The response should hold each line from the entries below where "Give" is found.

(Source records)
=== Begin Enclosure ===

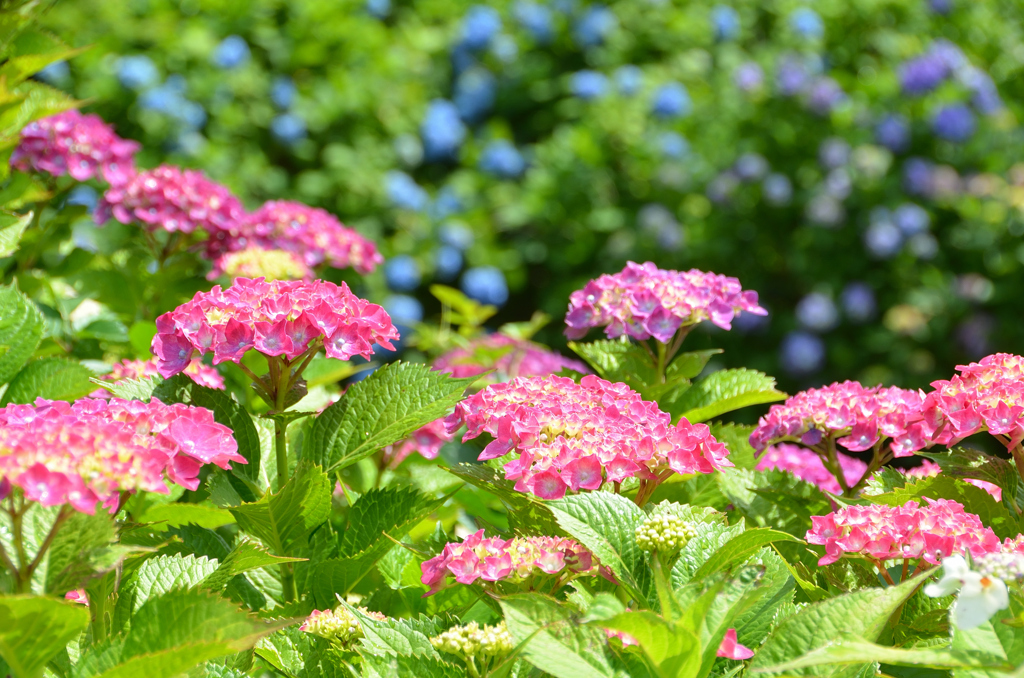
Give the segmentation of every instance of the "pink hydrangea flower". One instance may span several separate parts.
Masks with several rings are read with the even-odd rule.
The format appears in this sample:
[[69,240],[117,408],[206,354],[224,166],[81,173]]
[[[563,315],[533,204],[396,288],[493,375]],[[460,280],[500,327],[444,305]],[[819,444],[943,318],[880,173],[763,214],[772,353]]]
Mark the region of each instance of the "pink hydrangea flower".
[[745,645],[740,645],[739,641],[736,640],[736,629],[729,629],[725,632],[725,638],[722,638],[722,643],[718,646],[718,656],[742,661],[753,657],[754,651]]
[[312,280],[313,270],[302,257],[285,250],[265,250],[248,247],[228,252],[214,262],[207,279],[220,275],[228,278],[265,278],[267,280]]
[[385,447],[384,458],[392,468],[401,464],[414,452],[419,453],[424,459],[437,459],[441,448],[451,440],[452,436],[445,430],[444,419],[435,419],[408,438]]
[[931,565],[954,553],[1000,550],[999,538],[962,504],[947,499],[926,499],[924,506],[909,501],[903,506],[846,506],[826,516],[813,516],[807,541],[823,545],[819,565],[844,555],[859,555],[876,562],[923,559]]
[[772,405],[750,434],[755,450],[792,441],[819,446],[829,437],[851,452],[863,452],[891,438],[897,457],[907,457],[930,444],[922,422],[924,394],[855,381],[801,391],[781,405]]
[[[185,367],[182,372],[192,381],[206,388],[224,390],[224,377],[213,367],[204,365],[201,360],[195,358]],[[109,374],[103,375],[103,381],[117,384],[128,379],[148,379],[160,376],[156,360],[122,360],[114,365]],[[98,388],[89,394],[90,398],[109,398],[110,391],[105,388]]]
[[11,166],[22,172],[70,174],[76,181],[102,176],[121,186],[135,174],[139,144],[114,134],[98,115],[64,111],[29,123],[11,154]]
[[0,477],[44,506],[116,509],[120,492],[199,487],[204,464],[244,464],[231,429],[200,407],[159,400],[42,398],[0,409]]
[[[842,452],[838,452],[836,457],[846,479],[847,487],[856,485],[868,470],[868,465],[860,459],[843,454]],[[788,471],[800,480],[817,485],[821,490],[831,494],[843,493],[843,488],[839,485],[839,481],[825,468],[821,457],[815,452],[799,445],[780,443],[769,447],[757,462],[758,471],[766,471],[768,469]]]
[[453,377],[472,377],[487,370],[497,370],[497,379],[542,377],[563,369],[590,374],[586,365],[566,358],[540,344],[523,341],[495,332],[456,348],[434,359],[434,369],[451,372]]
[[707,426],[671,417],[625,384],[593,375],[516,377],[494,384],[455,407],[445,420],[463,440],[483,432],[494,440],[481,460],[507,454],[505,477],[542,499],[596,490],[637,477],[652,488],[673,472],[710,473],[732,466],[728,450]]
[[511,582],[530,577],[560,574],[599,574],[597,558],[579,542],[567,537],[485,537],[480,530],[462,543],[449,543],[441,553],[420,564],[420,580],[430,590],[440,591],[449,577],[459,584]]
[[[908,478],[931,478],[939,475],[942,472],[942,467],[936,464],[930,459],[925,459],[920,466],[914,468],[900,469]],[[1003,488],[999,487],[995,483],[990,483],[984,480],[978,480],[977,478],[964,478],[964,481],[974,485],[975,487],[985,490],[992,498],[996,501],[1003,500]]]
[[214,233],[206,244],[214,276],[223,270],[226,254],[251,247],[292,252],[310,269],[326,262],[333,268],[351,266],[365,275],[384,262],[373,241],[346,228],[334,215],[287,200],[264,203],[235,231]]
[[238,278],[199,292],[157,318],[153,354],[164,377],[183,371],[194,355],[215,365],[238,363],[247,351],[295,360],[321,346],[331,358],[369,358],[374,345],[394,350],[398,330],[383,308],[342,283]]
[[923,407],[933,441],[951,447],[979,431],[1007,448],[1024,440],[1024,358],[996,353],[956,369],[959,375],[932,383]]
[[169,233],[236,233],[245,217],[238,198],[202,172],[172,165],[140,172],[103,194],[97,223],[113,217],[122,224],[138,221],[150,230]]
[[64,594],[64,600],[70,603],[78,603],[79,605],[89,605],[89,596],[85,594],[85,589],[75,589],[74,591],[68,591]]
[[604,327],[613,339],[626,334],[668,343],[679,328],[705,320],[730,329],[741,311],[768,314],[758,306],[757,292],[744,291],[736,278],[631,261],[621,272],[591,280],[569,296],[565,334],[580,339],[591,328]]

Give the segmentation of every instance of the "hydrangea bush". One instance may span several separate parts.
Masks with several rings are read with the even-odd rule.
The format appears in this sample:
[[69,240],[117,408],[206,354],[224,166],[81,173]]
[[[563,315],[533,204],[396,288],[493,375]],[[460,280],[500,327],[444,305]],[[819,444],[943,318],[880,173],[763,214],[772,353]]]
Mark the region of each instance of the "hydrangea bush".
[[[496,325],[493,286],[433,285],[426,319],[408,295],[378,305],[364,276],[415,290],[416,258],[385,261],[323,209],[267,196],[250,211],[149,162],[42,82],[59,67],[29,72],[74,56],[34,11],[8,11],[0,36],[0,675],[1024,670],[1024,357],[951,364],[928,389],[789,395],[756,369],[709,369],[709,336],[764,317],[745,272],[651,261],[566,290],[557,320]],[[612,9],[580,11],[582,47],[618,30]],[[555,39],[551,10],[515,12]],[[711,16],[721,41],[745,25]],[[793,39],[820,39],[817,13],[787,16]],[[474,55],[515,52],[503,21],[467,12],[453,58],[482,80],[464,87],[487,81]],[[958,54],[933,46],[904,88],[966,79],[973,107],[999,104]],[[245,68],[253,51],[232,35],[211,58]],[[153,84],[147,63],[125,64],[125,86]],[[648,77],[594,66],[571,87],[597,104]],[[735,75],[751,91],[765,77]],[[847,96],[815,77],[812,111]],[[275,82],[275,101],[294,96]],[[471,102],[431,104],[424,157],[458,157],[463,119],[486,113]],[[652,115],[698,102],[663,82]],[[937,134],[973,129],[949,110]],[[490,147],[481,168],[518,177],[514,151]],[[538,340],[550,328],[575,357]]]

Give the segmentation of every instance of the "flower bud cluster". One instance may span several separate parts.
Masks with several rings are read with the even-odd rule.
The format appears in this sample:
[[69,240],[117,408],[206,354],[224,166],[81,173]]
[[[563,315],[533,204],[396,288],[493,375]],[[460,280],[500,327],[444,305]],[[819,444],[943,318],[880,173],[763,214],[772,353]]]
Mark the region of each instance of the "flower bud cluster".
[[580,339],[591,328],[604,327],[612,339],[628,335],[668,343],[680,327],[705,320],[728,330],[741,311],[768,314],[758,306],[757,292],[744,291],[736,278],[631,261],[619,273],[591,280],[569,296],[565,334]]
[[[200,386],[214,388],[219,391],[224,390],[224,377],[221,376],[220,372],[209,365],[203,364],[198,358],[193,359],[182,370],[182,374],[185,374]],[[109,381],[112,384],[119,384],[129,379],[148,379],[159,376],[160,371],[157,369],[156,360],[122,360],[114,365],[109,374],[104,374],[100,379]],[[89,397],[109,398],[110,391],[105,388],[98,388],[89,394]]]
[[636,528],[637,546],[658,553],[675,553],[696,536],[693,525],[669,513],[651,516]]
[[876,386],[855,381],[801,391],[781,405],[772,405],[750,434],[750,444],[761,451],[779,442],[818,445],[826,436],[851,452],[870,450],[891,438],[897,457],[907,457],[929,444],[923,425],[920,391]]
[[[379,621],[387,619],[380,612],[371,612],[365,607],[360,607],[359,611],[367,617]],[[302,622],[299,630],[342,645],[347,645],[363,637],[363,627],[359,624],[359,619],[345,607],[338,607],[334,610],[313,610],[306,617],[306,621]]]
[[424,459],[437,459],[441,448],[451,440],[452,436],[445,430],[444,419],[435,419],[408,438],[385,447],[384,456],[392,467],[401,464],[413,452],[418,452]]
[[704,424],[672,418],[625,384],[587,375],[517,377],[470,396],[445,419],[463,440],[483,432],[494,440],[480,460],[507,454],[505,477],[516,490],[558,499],[567,490],[596,490],[637,477],[655,483],[676,473],[732,466],[728,450]]
[[460,584],[522,582],[537,574],[598,574],[597,559],[579,542],[563,537],[485,537],[480,530],[462,543],[446,544],[441,553],[420,565],[421,581],[437,593],[449,575]]
[[114,134],[98,115],[72,110],[29,123],[11,165],[22,172],[70,174],[76,181],[102,177],[120,186],[135,174],[137,150],[138,143]]
[[505,628],[505,622],[494,626],[480,626],[476,622],[453,626],[431,638],[430,644],[438,652],[447,652],[463,659],[502,657],[515,649],[515,641]]
[[222,273],[232,280],[235,278],[303,280],[313,277],[313,272],[298,254],[285,250],[265,250],[259,247],[228,252],[216,261],[213,270],[206,277],[213,280]]
[[328,357],[370,358],[374,344],[393,351],[398,330],[383,308],[340,286],[238,278],[222,290],[198,292],[192,301],[156,319],[153,353],[160,374],[184,370],[194,355],[213,353],[214,364],[238,363],[250,350],[294,360],[323,346]]
[[[843,471],[847,487],[856,485],[868,470],[867,464],[848,454],[837,452],[836,458]],[[839,481],[825,468],[821,457],[806,447],[791,443],[772,445],[757,462],[758,471],[767,471],[768,469],[779,469],[792,473],[800,480],[816,485],[824,492],[831,494],[842,494],[843,492]]]
[[204,464],[246,463],[231,429],[201,407],[159,400],[42,398],[0,409],[0,479],[44,506],[93,513],[120,492],[168,492],[164,478],[199,487]]
[[903,506],[846,506],[826,516],[811,517],[807,541],[824,545],[819,565],[844,555],[878,561],[921,558],[937,565],[950,554],[979,557],[1001,549],[999,538],[962,504],[947,499],[909,501]]
[[1024,553],[985,553],[974,559],[974,569],[986,577],[1005,581],[1024,579]]
[[438,356],[433,367],[439,372],[451,372],[453,377],[472,377],[493,369],[496,370],[497,381],[507,381],[514,377],[543,377],[557,374],[563,369],[583,374],[590,372],[578,360],[563,357],[532,341],[515,339],[500,332]]
[[[931,478],[937,476],[942,471],[942,467],[936,464],[934,461],[925,459],[920,466],[914,468],[900,469],[908,478]],[[974,485],[975,487],[985,490],[992,498],[996,501],[1003,500],[1003,488],[999,487],[995,483],[990,483],[985,480],[978,480],[977,478],[964,478],[964,482]]]

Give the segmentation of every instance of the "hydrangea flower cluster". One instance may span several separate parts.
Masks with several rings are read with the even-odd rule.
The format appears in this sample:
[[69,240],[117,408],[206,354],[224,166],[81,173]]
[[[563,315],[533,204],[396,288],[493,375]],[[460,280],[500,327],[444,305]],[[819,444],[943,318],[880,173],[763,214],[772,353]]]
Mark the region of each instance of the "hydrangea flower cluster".
[[98,115],[65,111],[29,123],[11,155],[11,166],[22,172],[70,174],[76,181],[102,177],[111,186],[135,174],[139,144],[122,139]]
[[[842,452],[836,453],[839,467],[847,487],[855,486],[868,470],[868,465],[860,459]],[[772,445],[757,462],[758,471],[778,469],[787,471],[804,482],[816,485],[818,489],[830,494],[842,494],[843,488],[832,472],[825,468],[817,453],[799,445],[780,443]]]
[[465,424],[464,441],[485,431],[494,436],[480,460],[514,453],[505,477],[542,499],[632,477],[653,491],[672,472],[732,465],[707,426],[685,418],[672,425],[668,414],[625,384],[593,375],[578,384],[555,376],[494,384],[456,405],[445,424],[450,433]]
[[505,622],[494,626],[480,626],[476,622],[453,626],[431,638],[430,644],[438,652],[447,652],[463,659],[484,660],[503,657],[516,646],[512,634],[505,627]]
[[921,423],[923,403],[920,391],[833,383],[772,405],[750,434],[750,444],[761,451],[783,441],[816,447],[825,438],[835,438],[847,450],[863,452],[892,438],[892,453],[907,457],[929,443]]
[[736,278],[631,261],[621,272],[591,280],[569,296],[565,334],[580,339],[591,328],[604,327],[612,339],[625,334],[668,343],[680,328],[704,320],[730,329],[741,311],[768,314],[758,306],[757,292],[743,290]]
[[[224,390],[224,377],[221,376],[220,372],[209,365],[204,365],[198,358],[192,360],[182,370],[182,373],[200,386],[214,388],[219,391]],[[160,370],[157,368],[155,360],[122,360],[114,365],[114,368],[108,374],[103,375],[102,379],[103,381],[118,384],[129,379],[148,379],[159,376]],[[110,391],[105,388],[98,388],[90,394],[90,397],[109,398]]]
[[452,436],[445,430],[444,419],[435,419],[408,438],[385,447],[384,458],[392,468],[401,464],[413,452],[418,452],[424,459],[437,459],[441,448],[451,439]]
[[903,506],[846,506],[826,516],[813,516],[807,541],[823,545],[819,565],[856,554],[876,562],[922,559],[937,565],[954,553],[974,557],[999,551],[999,538],[962,504],[947,499],[910,501]]
[[644,551],[672,554],[697,536],[693,525],[669,513],[649,517],[636,528],[636,544]]
[[[360,607],[359,611],[378,621],[387,619],[380,612],[371,612],[365,607]],[[347,645],[363,637],[363,627],[359,624],[359,619],[343,606],[335,610],[313,610],[299,626],[299,630],[341,645]]]
[[[496,360],[488,360],[497,355]],[[513,377],[541,377],[557,374],[563,369],[589,374],[590,370],[578,360],[532,341],[515,339],[500,332],[476,339],[464,348],[456,348],[434,359],[433,367],[439,372],[451,372],[453,377],[472,377],[495,369],[498,379]]]
[[[908,478],[931,478],[939,475],[942,472],[942,467],[936,464],[934,461],[925,459],[920,466],[914,468],[908,468],[903,473]],[[1003,488],[999,487],[995,483],[990,483],[984,480],[978,480],[977,478],[964,478],[964,481],[974,485],[975,487],[985,490],[992,498],[996,501],[1003,500]]]
[[433,595],[449,575],[460,584],[509,581],[519,583],[537,574],[598,574],[599,563],[579,542],[565,537],[485,537],[475,532],[462,543],[446,544],[441,553],[420,564],[420,581]]
[[932,440],[949,447],[986,430],[1008,448],[1024,440],[1024,357],[996,353],[956,369],[959,375],[932,383],[924,403]]
[[334,215],[287,200],[264,203],[236,229],[212,233],[206,244],[214,276],[227,269],[222,261],[225,255],[250,248],[291,252],[307,270],[326,261],[334,268],[351,266],[366,274],[384,262],[373,242],[343,226]]
[[265,250],[249,247],[237,252],[228,252],[214,262],[213,270],[207,274],[210,280],[224,274],[235,278],[265,278],[267,280],[304,280],[313,277],[313,271],[306,266],[298,254],[285,250]]
[[120,492],[166,494],[166,475],[190,490],[204,464],[246,463],[231,429],[200,407],[159,400],[42,398],[0,409],[0,478],[43,504],[93,513]]
[[369,358],[377,344],[394,350],[398,331],[383,308],[360,299],[342,283],[238,278],[198,292],[192,301],[157,318],[153,353],[164,377],[183,371],[195,354],[214,364],[238,363],[247,351],[295,360],[322,345],[331,358]]
[[237,231],[245,216],[238,198],[197,170],[172,165],[140,172],[103,194],[97,223],[111,217],[122,224],[139,221],[150,230],[210,234]]
[[985,553],[974,559],[974,569],[982,576],[1004,581],[1024,579],[1024,553]]

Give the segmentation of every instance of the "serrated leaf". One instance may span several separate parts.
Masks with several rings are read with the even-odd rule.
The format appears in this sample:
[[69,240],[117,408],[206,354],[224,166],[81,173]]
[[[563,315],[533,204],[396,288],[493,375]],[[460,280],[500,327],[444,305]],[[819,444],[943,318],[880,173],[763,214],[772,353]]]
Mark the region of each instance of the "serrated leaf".
[[715,551],[711,557],[697,569],[693,574],[693,578],[701,579],[733,565],[738,565],[750,556],[754,555],[754,553],[760,551],[762,547],[780,541],[803,543],[802,539],[797,539],[791,534],[772,530],[767,527],[757,527],[752,530],[746,530],[742,534],[738,534],[727,541],[717,551]]
[[7,386],[0,406],[31,403],[36,398],[76,400],[95,390],[92,372],[67,358],[40,358],[26,365]]
[[[341,535],[339,553],[342,557],[363,554],[383,544],[380,556],[404,536],[404,529],[420,522],[445,502],[446,498],[428,497],[408,487],[375,488],[359,497],[348,513],[348,526]],[[376,559],[375,559],[376,560]]]
[[515,489],[515,483],[499,476],[496,469],[487,464],[457,464],[445,468],[452,475],[467,483],[487,490],[498,497],[508,511],[510,520],[517,525],[528,527],[529,530],[512,528],[517,534],[537,535],[553,534],[558,530],[551,509],[539,499]]
[[622,382],[641,393],[658,381],[650,353],[625,337],[586,344],[570,341],[569,348],[594,368],[602,379]]
[[43,314],[14,284],[0,286],[0,385],[17,374],[43,338]]
[[35,75],[55,61],[70,59],[88,48],[73,49],[44,31],[26,31],[12,44],[13,54],[0,66],[0,78],[10,87]]
[[571,610],[538,594],[515,594],[499,601],[505,624],[531,664],[555,678],[615,675],[605,656],[604,633],[573,621]]
[[97,556],[102,556],[116,538],[114,520],[106,511],[93,515],[73,512],[47,553],[46,591],[63,595],[78,588],[95,572]]
[[236,652],[228,643],[188,643],[158,652],[136,655],[99,674],[97,678],[173,678],[217,657]]
[[[492,308],[492,307],[488,307]],[[363,655],[363,678],[465,678],[463,664],[432,657]],[[346,674],[347,675],[351,674]]]
[[53,598],[0,596],[0,658],[18,678],[34,678],[89,625],[89,611]]
[[701,664],[700,640],[689,629],[665,621],[653,612],[625,612],[602,626],[636,638],[663,678],[696,676]]
[[21,235],[32,223],[33,213],[14,214],[0,211],[0,257],[9,257],[18,251]]
[[256,431],[252,416],[224,391],[192,384],[189,393],[193,405],[205,407],[213,412],[213,418],[217,420],[217,423],[224,424],[234,433],[235,440],[238,441],[238,453],[249,463],[232,464],[232,472],[253,482],[258,480],[260,477],[260,435]]
[[[811,603],[787,618],[768,636],[750,662],[750,668],[766,673],[808,676],[827,672],[809,667],[784,672],[770,670],[828,645],[842,633],[875,642],[892,614],[913,595],[927,573],[884,589],[861,589]],[[871,661],[864,659],[864,663]]]
[[811,516],[832,511],[828,495],[785,471],[730,468],[715,476],[722,493],[755,525],[803,537]]
[[313,421],[303,454],[327,471],[354,464],[446,415],[477,379],[415,363],[385,365]]
[[203,587],[211,591],[219,591],[227,586],[235,575],[249,572],[261,567],[270,567],[280,563],[293,563],[302,558],[284,558],[275,556],[266,547],[249,539],[235,544],[231,552],[224,556],[217,570],[203,581]]
[[193,555],[156,556],[135,571],[129,589],[133,612],[146,601],[178,589],[194,589],[217,570],[217,561]]
[[182,525],[198,525],[214,529],[235,522],[234,516],[222,508],[183,502],[154,504],[146,509],[139,520],[144,523],[154,523],[154,527],[157,529]]
[[1003,489],[1003,504],[1015,513],[1024,509],[1024,480],[1009,459],[994,457],[969,447],[954,447],[944,453],[923,450],[918,456],[942,467],[943,475],[984,480]]
[[301,462],[277,494],[230,509],[238,526],[279,556],[300,553],[306,538],[331,514],[331,481],[319,466]]
[[707,366],[708,361],[711,360],[711,356],[715,356],[722,353],[720,348],[708,348],[703,351],[689,351],[687,353],[678,354],[668,368],[665,370],[666,379],[674,379],[677,377],[683,377],[685,379],[694,379]]
[[646,603],[650,589],[647,554],[636,544],[636,528],[647,514],[618,494],[592,492],[547,502],[558,525],[611,568],[638,600]]
[[442,629],[438,629],[435,624],[417,624],[405,619],[380,621],[363,614],[347,603],[343,602],[342,605],[359,620],[359,626],[362,627],[364,636],[360,640],[360,644],[373,654],[440,658],[434,650],[434,646],[430,644],[430,636],[424,633],[424,631],[430,635],[440,633]]
[[785,400],[786,394],[775,388],[775,378],[745,367],[712,372],[695,383],[673,403],[673,418],[681,414],[691,423],[750,405]]
[[711,435],[723,443],[729,450],[729,461],[739,469],[753,469],[757,466],[754,459],[754,448],[750,445],[750,434],[754,426],[745,424],[727,424],[714,422],[711,424]]
[[93,379],[92,383],[105,388],[118,398],[125,400],[141,400],[149,402],[153,399],[153,390],[163,382],[163,377],[144,377],[142,379],[123,379],[111,383],[102,379]]

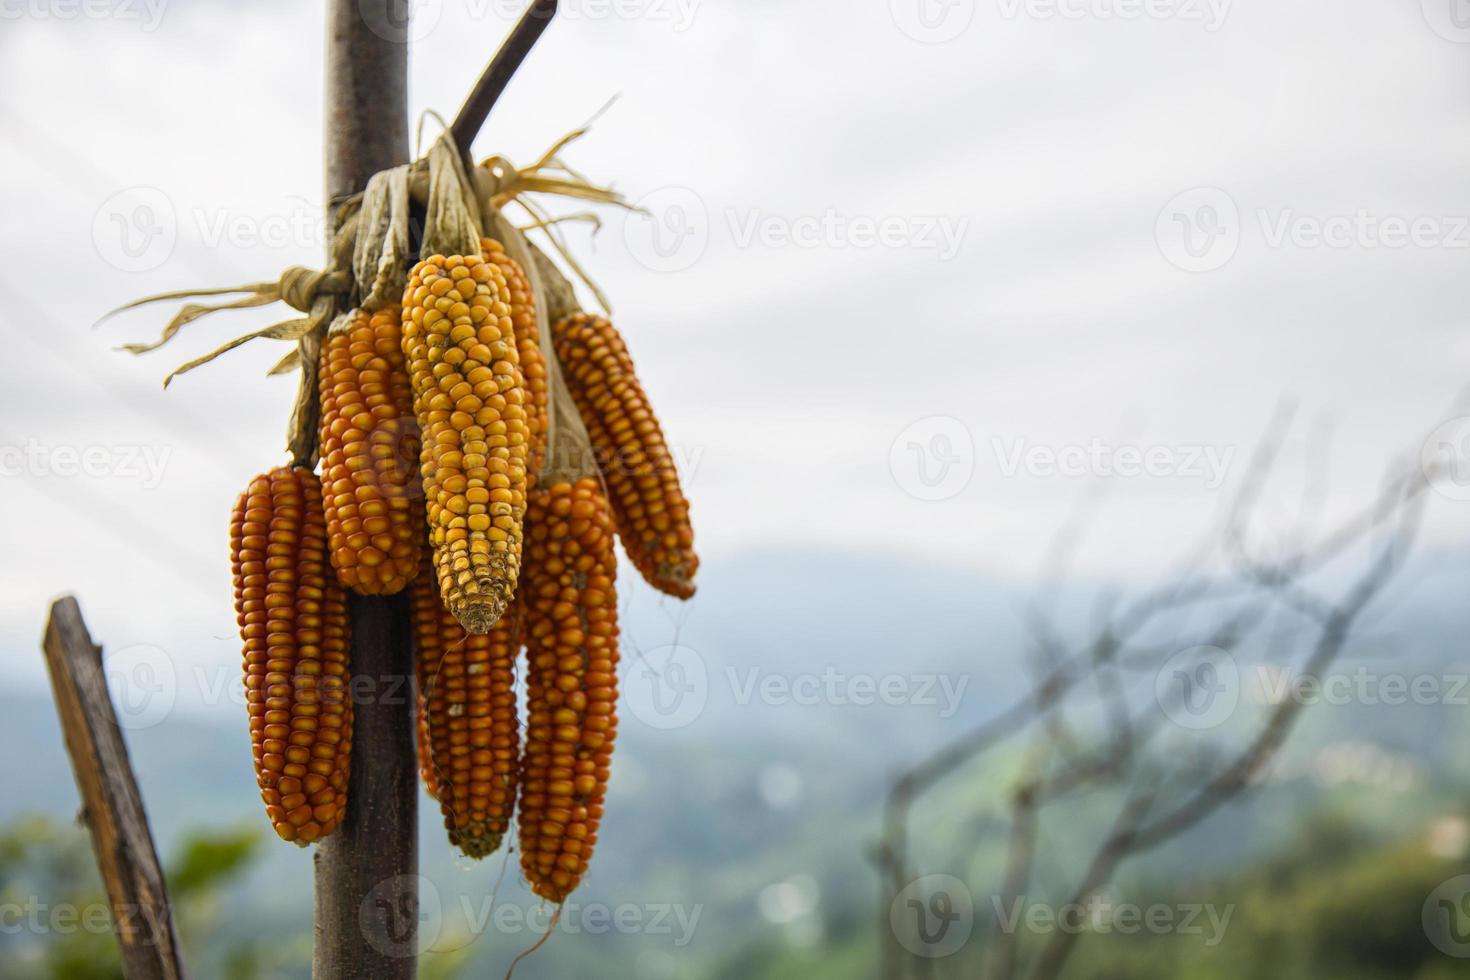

=== End Enclosure ===

SOLUTION TO THIS TASK —
Give the segmentation of every instance of the "pink hydrangea flower". One instance may span several separate parts.
Give the segmentation of every instance of the "hydrangea bush". One instance may span several separate parts.
Give the segmentation of every instance of the "flower bud cluster". One instance may span several separate parts.
Give the segmentation of every instance of the "hydrangea flower cluster". One instance may span several separate parts.
Give the segmentation of every instance of the "serrated leaf". One instance may span several separate parts.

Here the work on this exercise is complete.